Deine Aufgabe
Wer will laut dem Textauszug als Nächstes den Weltrekordler Duplantis schlagen?

Textauszug
╔══
Starke Ambitionen: EM-Zweiter Lita Baehre will als nächstes den Weltrekordler Duplantis schlagen.

Frank Busemanns EM-Kolumne Schönwettersportler werden keine Helden

Stand: 21.08.2022 08:41 Uhr

Die Stabhochspringer hatten in München mit widrigen Umständen zu kämpfen. In der Herausforderung lag für den ARD-Leichtathletikexperten Frank Busemann aber auch eine Chance.
╚══
Gegebenes Material
╔══
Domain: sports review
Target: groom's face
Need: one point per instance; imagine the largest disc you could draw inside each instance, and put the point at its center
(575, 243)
╚══
Die Lösung
Lita Baehre, der EM-Zweite.